PROMPT: Without the pictures, repeat all of the data exactly as it appears below.

[Image-grounded pointing data]
....

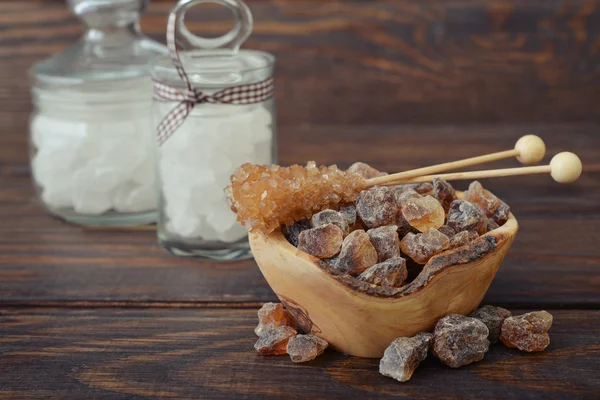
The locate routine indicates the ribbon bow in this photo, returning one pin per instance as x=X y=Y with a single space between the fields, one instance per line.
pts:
x=190 y=96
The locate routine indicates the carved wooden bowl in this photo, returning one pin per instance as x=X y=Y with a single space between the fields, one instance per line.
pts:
x=361 y=319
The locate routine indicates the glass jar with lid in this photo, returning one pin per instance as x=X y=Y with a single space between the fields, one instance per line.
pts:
x=91 y=133
x=214 y=111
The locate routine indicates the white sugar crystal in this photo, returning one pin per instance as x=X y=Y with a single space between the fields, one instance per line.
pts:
x=197 y=161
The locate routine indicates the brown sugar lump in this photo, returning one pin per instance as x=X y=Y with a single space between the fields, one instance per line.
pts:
x=274 y=341
x=292 y=232
x=330 y=217
x=377 y=207
x=423 y=213
x=348 y=211
x=493 y=318
x=389 y=273
x=527 y=332
x=466 y=216
x=303 y=348
x=501 y=214
x=386 y=242
x=403 y=356
x=462 y=238
x=322 y=242
x=446 y=230
x=486 y=199
x=365 y=170
x=444 y=193
x=460 y=340
x=273 y=315
x=421 y=247
x=357 y=254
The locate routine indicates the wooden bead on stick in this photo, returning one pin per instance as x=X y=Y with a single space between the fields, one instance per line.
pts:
x=531 y=149
x=565 y=167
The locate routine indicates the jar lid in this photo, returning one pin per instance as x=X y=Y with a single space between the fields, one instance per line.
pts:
x=112 y=47
x=212 y=62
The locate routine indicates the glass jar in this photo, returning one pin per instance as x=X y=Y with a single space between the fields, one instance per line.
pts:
x=91 y=136
x=196 y=159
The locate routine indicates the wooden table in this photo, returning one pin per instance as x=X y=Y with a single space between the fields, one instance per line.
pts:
x=106 y=314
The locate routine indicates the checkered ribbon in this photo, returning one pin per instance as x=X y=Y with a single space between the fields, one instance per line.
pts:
x=189 y=97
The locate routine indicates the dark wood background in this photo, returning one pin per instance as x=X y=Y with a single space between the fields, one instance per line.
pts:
x=398 y=84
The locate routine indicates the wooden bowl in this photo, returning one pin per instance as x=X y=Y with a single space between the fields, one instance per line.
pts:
x=361 y=319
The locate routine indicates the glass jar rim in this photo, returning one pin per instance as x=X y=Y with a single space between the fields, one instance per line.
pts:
x=215 y=68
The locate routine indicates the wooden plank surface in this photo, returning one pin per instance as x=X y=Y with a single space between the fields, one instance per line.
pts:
x=553 y=263
x=116 y=353
x=356 y=62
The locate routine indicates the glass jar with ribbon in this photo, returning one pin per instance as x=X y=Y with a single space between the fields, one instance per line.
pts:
x=214 y=110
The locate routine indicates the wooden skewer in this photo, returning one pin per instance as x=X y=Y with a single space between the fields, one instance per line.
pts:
x=564 y=167
x=529 y=150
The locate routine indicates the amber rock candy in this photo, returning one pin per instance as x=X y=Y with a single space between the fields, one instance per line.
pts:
x=423 y=246
x=357 y=253
x=462 y=238
x=444 y=193
x=274 y=341
x=330 y=217
x=365 y=170
x=389 y=273
x=423 y=213
x=486 y=199
x=403 y=356
x=460 y=340
x=527 y=332
x=492 y=317
x=386 y=242
x=466 y=216
x=268 y=196
x=292 y=232
x=377 y=207
x=273 y=315
x=322 y=242
x=303 y=348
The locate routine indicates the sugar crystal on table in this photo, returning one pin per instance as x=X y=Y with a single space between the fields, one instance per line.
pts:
x=423 y=213
x=323 y=242
x=377 y=206
x=386 y=242
x=403 y=356
x=357 y=254
x=365 y=170
x=273 y=315
x=421 y=247
x=443 y=192
x=460 y=340
x=264 y=197
x=274 y=341
x=389 y=273
x=466 y=216
x=330 y=216
x=493 y=318
x=527 y=332
x=303 y=348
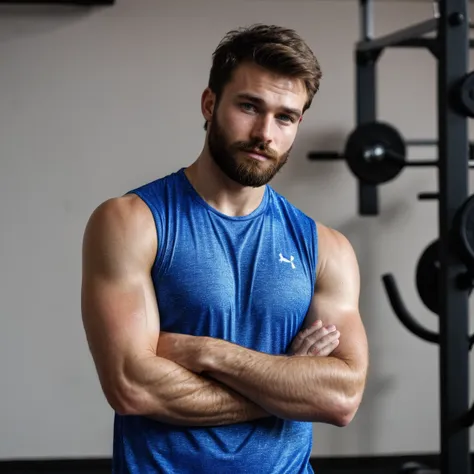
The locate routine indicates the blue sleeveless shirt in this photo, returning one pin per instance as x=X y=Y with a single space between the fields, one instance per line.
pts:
x=248 y=280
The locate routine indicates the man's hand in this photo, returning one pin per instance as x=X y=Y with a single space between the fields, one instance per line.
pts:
x=315 y=340
x=183 y=349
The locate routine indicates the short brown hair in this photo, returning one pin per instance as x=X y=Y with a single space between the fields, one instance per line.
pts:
x=272 y=47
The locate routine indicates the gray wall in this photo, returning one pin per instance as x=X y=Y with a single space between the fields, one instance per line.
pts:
x=96 y=102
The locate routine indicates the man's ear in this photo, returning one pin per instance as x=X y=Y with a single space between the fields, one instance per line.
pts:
x=208 y=103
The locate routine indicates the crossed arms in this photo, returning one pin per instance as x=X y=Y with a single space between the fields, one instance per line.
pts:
x=202 y=381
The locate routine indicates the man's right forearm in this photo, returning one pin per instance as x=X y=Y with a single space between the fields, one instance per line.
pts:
x=170 y=393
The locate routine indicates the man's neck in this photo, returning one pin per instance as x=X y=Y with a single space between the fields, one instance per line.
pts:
x=219 y=191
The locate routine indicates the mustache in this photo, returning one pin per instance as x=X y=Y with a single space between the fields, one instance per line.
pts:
x=257 y=147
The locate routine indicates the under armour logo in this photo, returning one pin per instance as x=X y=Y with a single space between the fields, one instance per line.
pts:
x=290 y=261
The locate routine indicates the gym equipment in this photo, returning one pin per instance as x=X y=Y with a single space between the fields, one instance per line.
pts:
x=376 y=153
x=416 y=468
x=427 y=277
x=463 y=95
x=464 y=230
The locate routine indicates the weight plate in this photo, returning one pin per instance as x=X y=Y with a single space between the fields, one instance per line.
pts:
x=427 y=277
x=465 y=95
x=375 y=152
x=464 y=230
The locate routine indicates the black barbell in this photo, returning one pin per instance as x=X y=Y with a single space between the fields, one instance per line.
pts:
x=376 y=153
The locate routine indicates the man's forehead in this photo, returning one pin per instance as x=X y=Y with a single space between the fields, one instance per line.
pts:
x=250 y=79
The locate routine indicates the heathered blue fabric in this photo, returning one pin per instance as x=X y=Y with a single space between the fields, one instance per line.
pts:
x=248 y=280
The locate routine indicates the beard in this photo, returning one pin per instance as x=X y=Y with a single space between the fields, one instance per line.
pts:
x=245 y=171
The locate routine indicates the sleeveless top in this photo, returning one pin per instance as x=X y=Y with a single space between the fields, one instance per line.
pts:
x=248 y=280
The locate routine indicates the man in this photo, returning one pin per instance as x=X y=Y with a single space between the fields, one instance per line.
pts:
x=210 y=303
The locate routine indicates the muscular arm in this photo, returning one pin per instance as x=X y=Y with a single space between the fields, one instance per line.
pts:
x=121 y=320
x=324 y=389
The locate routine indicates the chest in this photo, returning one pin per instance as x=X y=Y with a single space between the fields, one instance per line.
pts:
x=233 y=280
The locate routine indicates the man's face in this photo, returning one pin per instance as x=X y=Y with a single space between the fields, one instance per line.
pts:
x=254 y=125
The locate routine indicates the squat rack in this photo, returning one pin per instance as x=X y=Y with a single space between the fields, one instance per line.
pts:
x=450 y=46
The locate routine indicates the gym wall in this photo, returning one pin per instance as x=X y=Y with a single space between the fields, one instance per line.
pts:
x=97 y=101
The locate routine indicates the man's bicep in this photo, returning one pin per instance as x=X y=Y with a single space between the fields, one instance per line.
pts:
x=119 y=309
x=336 y=297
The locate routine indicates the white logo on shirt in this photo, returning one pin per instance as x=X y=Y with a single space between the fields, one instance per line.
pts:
x=290 y=261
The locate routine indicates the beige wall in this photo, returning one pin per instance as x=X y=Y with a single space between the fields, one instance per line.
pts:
x=96 y=102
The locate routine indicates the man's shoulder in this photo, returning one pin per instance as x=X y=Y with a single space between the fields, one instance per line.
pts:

....

ANSWER FOR THE TASK:
The locate routine indicates the ribbon bow in this photo, returning one pin per instance as x=X y=Y with a single space between the fields, one instance per line.
pts:
x=190 y=96
The locate routine indicates the carved wooden bowl in this photo, returning one pin per instance as x=X y=Y with a single space between the fields, one instance per line.
pts:
x=361 y=319
The locate routine indicates the glass jar with lid in this photo, returning one pin per instance as x=X y=Y with a single space between the fields, one instance per line.
pts:
x=91 y=133
x=214 y=111
The locate routine indicates the white sugar crystal in this photo, returning one pin per instance as x=X y=Y with a single space between the fields, one instance per line.
pts:
x=197 y=161
The locate routine indicates the brown sugar lump in this photo, returning one pin per instance as x=X y=Y with a single space between the fields, one instance per line.
pts:
x=274 y=341
x=292 y=232
x=330 y=217
x=377 y=207
x=423 y=213
x=348 y=211
x=493 y=318
x=389 y=273
x=527 y=332
x=466 y=216
x=303 y=348
x=501 y=214
x=386 y=242
x=403 y=356
x=462 y=238
x=322 y=242
x=446 y=230
x=486 y=199
x=365 y=170
x=444 y=193
x=460 y=340
x=273 y=315
x=421 y=247
x=357 y=254
The locate routine indicates the wooden bead on stick in this photo, returning one pin per instance as x=X y=Y with a single space between the fields, one instance per line.
pts:
x=531 y=149
x=565 y=167
The locate routine indicates the jar lid in this photo, returning one pin per instance as x=X y=Y with a single space between the fields, one instance per line.
pts:
x=112 y=47
x=212 y=62
The locate routine indicates the glass jar in this photo, returning one pin per instance as x=X y=Y with a single space between the fields, one instance per line.
pts:
x=91 y=136
x=196 y=159
The locate routine indicates the wooden table in this photo, returning one pin per instance as x=X y=Y with a single space between the fields, one instance per line.
pts:
x=106 y=314
The locate routine indicates the checkered ribbon in this photo, returning one pin per instance as x=X y=Y with a single space between the fields, one instance per line.
pts:
x=189 y=97
The locate routine indicates the dark wood background in this photo, returning one pin per instance as x=X y=Y with a single space between the fields, one instance per line.
pts:
x=398 y=84
The locate routine indicates the wooden bowl in this photo, returning one pin per instance as x=X y=Y with a single space between the fields, one instance per line.
pts:
x=361 y=319
The locate routine indicates the glass jar rim in this photo, returning one pin per instance as x=X y=Y with a single space between the fields, one instance per line.
pts:
x=215 y=68
The locate routine indicates the wooden plank surface in this photo, returning one pin per instance as x=X y=Y with a single space between the fields, one instance per line.
pts:
x=553 y=263
x=116 y=353
x=356 y=62
The locate routine indicates the glass jar with ribbon in this photo, returning one pin per instance as x=X y=Y with a single space between the fields, one instance per line.
pts:
x=214 y=110
The locate routine indicates the wooden skewer in this photo, returning one pin per instance as x=X y=Y with a single space between the fields, one instance per line.
pts:
x=564 y=167
x=529 y=150
The locate routine indicates the amber rock candy in this photo, returning one pin per instance as x=X y=Y with a single space between the fields, one instance per line.
pts:
x=423 y=246
x=357 y=253
x=462 y=238
x=444 y=193
x=274 y=341
x=330 y=217
x=365 y=170
x=389 y=273
x=423 y=213
x=486 y=199
x=403 y=356
x=460 y=340
x=527 y=332
x=492 y=317
x=386 y=242
x=466 y=216
x=268 y=196
x=292 y=232
x=377 y=207
x=273 y=315
x=322 y=242
x=303 y=348
The locate routine indicates the sugar crystal on table in this photo, returning one pin per instance as x=X y=Y with a single space between the fields, one instance per line.
pts:
x=423 y=213
x=323 y=242
x=377 y=206
x=386 y=242
x=403 y=356
x=357 y=254
x=365 y=170
x=273 y=315
x=421 y=247
x=443 y=192
x=460 y=340
x=264 y=197
x=274 y=341
x=389 y=273
x=466 y=216
x=330 y=216
x=493 y=318
x=527 y=332
x=303 y=348
The locate routine indicates the blue sleeveless shirt in this photo, returning one pin per instance as x=X y=Y with a single space between the fields, one instance per line.
pts:
x=248 y=280
The locate routine indicates the man's hand in this photo, returning one pin per instance as x=X y=Y with a single space between the fields, one instance per line.
pts:
x=315 y=340
x=183 y=349
The locate routine indicates the short brown hair in this photo, returning one pin per instance as x=X y=Y with a single space between the fields, one instance per line.
pts:
x=272 y=47
The locate routine indicates the gray wall in this photo, returning one pin per instance as x=X y=Y with a single space between the fields, one instance per line.
pts:
x=96 y=102
The locate routine indicates the man's ear in this photo, returning one pin per instance as x=X y=Y with a single space between the fields, one instance per line.
pts:
x=208 y=103
The locate routine indicates the crossed arms in this photo, returning one pin per instance as x=X y=Y with a single space between the fields, one instance per line.
pts:
x=202 y=381
The locate routine indicates the man's right forearm in this photo, returning one pin per instance as x=X y=Y with a single space between the fields, one instance per line.
pts:
x=170 y=393
The locate routine indicates the man's neck in this photo, returning one pin per instance as x=X y=Y with a single space between the fields, one instance per line.
pts:
x=219 y=191
The locate routine indicates the mustache in this photo, returning one pin per instance as x=X y=Y with a single space between the fields, one instance per line.
pts:
x=257 y=147
The locate routine indicates the under armour logo in this photo, returning one pin per instance as x=X y=Y with a single space between the fields, one instance per line.
pts:
x=290 y=261
The locate routine indicates the gym equipment in this photo, returning one pin per instance as x=X y=Y with a single space between the fields, one instance per line.
pts:
x=376 y=153
x=416 y=468
x=427 y=277
x=463 y=95
x=464 y=230
The locate routine indicates the weight plate in this photo, returning one pin per instance as x=X y=Y with a single space between the fields, one instance per line.
pts:
x=427 y=277
x=465 y=95
x=375 y=152
x=464 y=230
The locate routine indicates the black barbell in this photo, returning one pin per instance as x=X y=Y with a single space between the fields, one instance per line.
pts:
x=376 y=153
The locate routine indicates the man's forehead in this photo, returning one pin per instance as x=X y=Y with a single space between the fields, one instance per line.
pts:
x=250 y=79
The locate routine indicates the heathered blue fabric in this photo, returning one pin per instance as x=X y=Y with a single space between the fields, one instance per line.
pts:
x=248 y=280
The locate routine indicates the beard in this photo, returning one pin per instance as x=X y=Y with a single space between the fields, one instance per line.
pts:
x=245 y=171
The locate routine indicates the sleeveless top in this photo, returning one pin per instance as x=X y=Y with a single space between the fields, one instance per line.
pts:
x=248 y=280
The locate routine indicates the man in this photo, returning one pin per instance as x=X y=Y with a single space between the fields, one instance per line.
pts:
x=210 y=303
The locate routine indicates the muscular arm in this photo, returning one pin per instance as x=X y=Y with a single space between the fields, one instance per line.
pts:
x=121 y=320
x=324 y=389
The locate routine indicates the chest in this photo, returning one pin per instance as x=X y=Y with a single space between the fields, one instance per line.
pts:
x=233 y=280
The locate routine indicates the man's face in this photo, returning one pin per instance as x=X y=Y with a single space between the fields, one instance per line.
pts:
x=254 y=125
The locate routine indicates the squat rack in this photo, returning one pin per instance as x=X y=Y with a single space between the fields, one instance per line.
pts:
x=450 y=46
The locate routine indicates the gym wall in this photo, returning one pin per instance as x=X y=Y with a single space between the fields, one instance per line.
pts:
x=97 y=101
The locate routine indicates the man's bicep in this photo, returning one pin per instance as x=X y=Y with a single space between the fields, one instance per line.
pts:
x=119 y=309
x=336 y=297
The locate routine indicates the white logo on shirt in this photo, returning one pin per instance as x=X y=Y with a single space between the fields, one instance per line.
pts:
x=290 y=261
The locate routine indicates the beige wall in this photo, returning one pin per instance as x=X y=Y with a single space between the fields, one instance per line.
pts:
x=96 y=102
The locate routine indicates the man's shoulder in this photo, returning one pin per instance as x=X y=Y with a single space between the fields, one instance per line.
pts:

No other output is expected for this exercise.